TASK DETAILS: In this exercise, every entry is to be copied exactly.

[Opening SOURCE INFORMATION section]

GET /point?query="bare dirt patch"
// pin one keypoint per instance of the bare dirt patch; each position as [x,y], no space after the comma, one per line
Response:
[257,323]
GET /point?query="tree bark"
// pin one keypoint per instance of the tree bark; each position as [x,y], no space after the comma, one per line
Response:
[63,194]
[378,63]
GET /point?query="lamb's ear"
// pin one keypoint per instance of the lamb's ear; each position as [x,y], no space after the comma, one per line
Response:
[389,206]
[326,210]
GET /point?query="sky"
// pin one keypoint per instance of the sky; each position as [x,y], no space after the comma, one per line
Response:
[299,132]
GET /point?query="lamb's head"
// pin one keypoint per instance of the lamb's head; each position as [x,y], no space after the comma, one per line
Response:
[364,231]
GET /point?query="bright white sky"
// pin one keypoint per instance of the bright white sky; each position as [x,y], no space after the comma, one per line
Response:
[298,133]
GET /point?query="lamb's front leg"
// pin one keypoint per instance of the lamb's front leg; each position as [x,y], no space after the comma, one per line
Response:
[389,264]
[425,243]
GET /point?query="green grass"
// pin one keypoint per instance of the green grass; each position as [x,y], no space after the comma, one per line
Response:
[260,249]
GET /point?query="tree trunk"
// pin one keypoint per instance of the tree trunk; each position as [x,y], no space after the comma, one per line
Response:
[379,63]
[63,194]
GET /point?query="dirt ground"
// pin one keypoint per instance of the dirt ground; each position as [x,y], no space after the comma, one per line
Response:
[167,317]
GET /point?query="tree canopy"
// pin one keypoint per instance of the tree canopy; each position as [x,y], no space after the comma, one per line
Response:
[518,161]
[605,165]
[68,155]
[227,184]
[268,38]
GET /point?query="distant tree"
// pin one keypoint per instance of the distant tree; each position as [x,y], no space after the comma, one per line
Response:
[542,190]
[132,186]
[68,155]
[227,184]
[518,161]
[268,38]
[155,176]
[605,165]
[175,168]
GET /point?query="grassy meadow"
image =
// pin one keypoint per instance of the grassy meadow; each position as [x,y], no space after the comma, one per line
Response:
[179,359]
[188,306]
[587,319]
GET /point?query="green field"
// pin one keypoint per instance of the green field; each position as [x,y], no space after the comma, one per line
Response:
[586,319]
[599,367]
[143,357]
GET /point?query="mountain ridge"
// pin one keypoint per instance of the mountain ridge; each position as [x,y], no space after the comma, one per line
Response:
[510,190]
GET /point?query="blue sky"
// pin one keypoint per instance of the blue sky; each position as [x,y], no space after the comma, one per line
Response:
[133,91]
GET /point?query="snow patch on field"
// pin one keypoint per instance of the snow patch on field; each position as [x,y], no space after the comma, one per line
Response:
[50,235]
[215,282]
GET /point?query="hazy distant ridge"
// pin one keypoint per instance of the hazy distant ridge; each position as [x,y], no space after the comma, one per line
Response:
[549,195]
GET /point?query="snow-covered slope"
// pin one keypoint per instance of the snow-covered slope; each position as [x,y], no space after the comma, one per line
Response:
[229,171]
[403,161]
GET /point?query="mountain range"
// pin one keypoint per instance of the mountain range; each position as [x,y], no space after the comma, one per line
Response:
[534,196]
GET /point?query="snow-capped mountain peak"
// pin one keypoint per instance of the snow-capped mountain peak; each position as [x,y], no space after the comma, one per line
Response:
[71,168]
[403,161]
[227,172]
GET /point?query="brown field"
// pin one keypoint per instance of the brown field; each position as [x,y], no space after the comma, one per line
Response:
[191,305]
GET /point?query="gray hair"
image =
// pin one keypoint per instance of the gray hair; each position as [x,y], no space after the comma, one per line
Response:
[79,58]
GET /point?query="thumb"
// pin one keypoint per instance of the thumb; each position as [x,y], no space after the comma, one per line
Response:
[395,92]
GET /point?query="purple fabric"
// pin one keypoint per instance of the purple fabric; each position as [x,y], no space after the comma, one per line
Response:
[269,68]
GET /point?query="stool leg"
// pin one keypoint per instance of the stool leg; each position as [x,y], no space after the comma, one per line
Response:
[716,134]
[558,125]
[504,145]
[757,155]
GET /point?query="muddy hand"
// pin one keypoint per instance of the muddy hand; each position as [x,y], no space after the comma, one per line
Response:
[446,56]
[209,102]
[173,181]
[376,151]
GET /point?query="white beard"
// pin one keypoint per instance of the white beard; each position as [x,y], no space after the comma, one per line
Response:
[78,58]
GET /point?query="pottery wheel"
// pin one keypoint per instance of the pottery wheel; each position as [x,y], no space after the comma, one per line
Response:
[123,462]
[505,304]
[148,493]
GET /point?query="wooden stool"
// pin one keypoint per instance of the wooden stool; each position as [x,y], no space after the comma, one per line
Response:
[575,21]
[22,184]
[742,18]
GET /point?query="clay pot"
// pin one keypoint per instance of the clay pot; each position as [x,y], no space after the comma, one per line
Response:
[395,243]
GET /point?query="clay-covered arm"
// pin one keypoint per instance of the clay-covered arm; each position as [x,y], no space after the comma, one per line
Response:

[Closing SOURCE INFORMATION section]

EXERCISE ANSWER:
GET /point?query="bare dirt patch"
// pin one keypoint per instance of the bare dirt patch; each position as [x,y], no space after the comma, one per line
Response:
[257,323]
GET /point?query="tree bark"
// pin one keypoint per instance of the tree bark; each position as [x,y], no space after the comma, one per line
Response:
[63,194]
[378,63]
GET /point?query="lamb's ear"
// pin one keypoint per instance of the lamb's ear; each position as [x,y], no space after the comma, one per line
Response:
[389,206]
[326,210]
GET /point?query="sky"
// pin one keypoint per instance of the sky; each position as [x,y], no space after the comma, one per line
Response:
[299,132]
GET /point?query="lamb's head"
// pin one keypoint per instance of the lamb's head; each position as [x,y], no space after the comma, one per line
Response:
[364,231]
GET /point?query="bright white sky"
// pin one keypoint per instance of the bright white sky; each position as [x,y], no space after the comma, one per line
Response:
[298,133]
GET /point?query="lamb's front leg"
// pin one keypoint per instance of the lamb's front leg; each position as [x,y], no space after the comma, one per line
Response:
[389,264]
[425,243]
GET /point?query="green grass"
// pin one keypoint per instance of the green grass; each position as [x,y], no space after the comma, one per line
Response:
[260,249]
GET /point?query="tree trunk"
// pin one keypoint per instance of the tree trunk; each position as [x,y], no space after the comma, one per line
Response:
[379,63]
[63,194]
GET /point?query="dirt ground"
// pin one keypoint per instance of the dirt ground; each position as [x,y], no space after the comma, one per line
Response:
[167,317]
GET /point?query="tree canopy"
// pin one keypoint per instance of the tree canopy; each position as [x,y], no space after the comma, one per line
Response:
[518,161]
[605,165]
[68,155]
[227,184]
[268,38]
GET /point?query="distant tree"
// pin one keypoint per instance of the distant tree; each position as [x,y], no space after the comma, one per line
Response:
[542,190]
[132,186]
[68,155]
[227,184]
[518,161]
[268,38]
[155,176]
[605,165]
[175,168]
GET /point?query="grassy meadow"
image =
// pin one keypoint per instance of the grassy meadow; each position as [x,y], no space after the comma, one per line
Response:
[179,359]
[188,306]
[587,319]
GET /point?query="green field"
// pin one keypoint per instance of the green field; each position as [x,y], no space after the comma, one per line
Response:
[586,319]
[599,367]
[143,357]
GET /point?query="mountain ridge"
// pin one keypoint per instance of the mountain ridge; each position as [x,y], no space after the comma, one per line
Response:
[510,190]
GET /point?query="blue sky"
// pin one keypoint per instance of the blue sky; each position as [x,y], no space after the comma, one per line
Response:
[133,91]
GET /point?query="snow patch on field"
// pin one keypoint per instance of the snow patch on field; each position as [x,y], no space after the comma, one per line
Response:
[50,235]
[215,282]
GET /point?query="hazy distant ridge"
// pin one keypoint per instance of the hazy distant ridge; each position as [x,y], no space after the comma, one per line
Response:
[549,195]
GET /point?query="snow-covered slope"
// pin one keypoint per instance of the snow-covered slope; each position as [x,y], no space after the comma, one per line
Response:
[229,171]
[403,161]
GET /point?query="mountain range"
// pin one keypoint per instance of the mountain range; each position as [x,y], no space after the comma, one per line
Response:
[534,196]
GET /point?query="snow-capped mountain peak"
// pin one keypoint per instance of the snow-capped mountain peak; each position as [x,y], no space after the comma, one per line
Response:
[71,168]
[403,161]
[227,172]
GET /point?query="brown field"
// pin one keypoint per instance of the brown field; each position as [x,y], no space after the comma, one per line
Response:
[191,305]
GET /point?query="gray hair"
image =
// pin one keypoint per instance of the gray hair; each position as [x,y], no space after the comma, one per line
Response:
[79,58]
GET /point?query="thumb"
// pin one keypoint per instance of the thumb; each position as [x,y], no space after the comma, one per line
Response:
[395,92]
GET /point?query="purple fabric"
// pin one keypoint per instance of the purple fabric; each position as [x,y], no space after the comma, one per line
Response:
[269,68]
GET /point?query="stool leg"
// pin one keypoint per instance of the stool leg; each position as [x,y], no space after the comma, one per line
Response:
[716,134]
[558,125]
[504,145]
[757,155]
GET /point?query="muddy hand"
// pin one keypoint per instance of the muddy hand; each position as [x,y], no space after the comma, one per line
Response:
[446,56]
[209,102]
[173,181]
[376,151]
GET /point?query="white beard"
// pin one keypoint per instance of the white beard; each position as [x,y], no space after the comma, one per line
Response:
[78,58]
GET /point?query="pottery wheel"
// pin one keypoint per instance of the pottery wheel; each position as [x,y], no space after the comma, one per line
Response:
[123,462]
[505,304]
[148,493]
GET /point?query="wooden stool"
// pin one keypoint per instance of the wooden stool; each position as [x,y], no space after the comma, one per line
Response:
[575,21]
[22,184]
[742,18]
GET /point?query="clay pot"
// pin one keypoint per instance of the clay pot; each position as [x,y], no space after the comma, one per line
Response:
[395,243]
GET /point?query="clay-covered arm"
// pin one keypoint per instance of the clay-covered arm; each position as [x,y], no space after the comma, one per line
Response:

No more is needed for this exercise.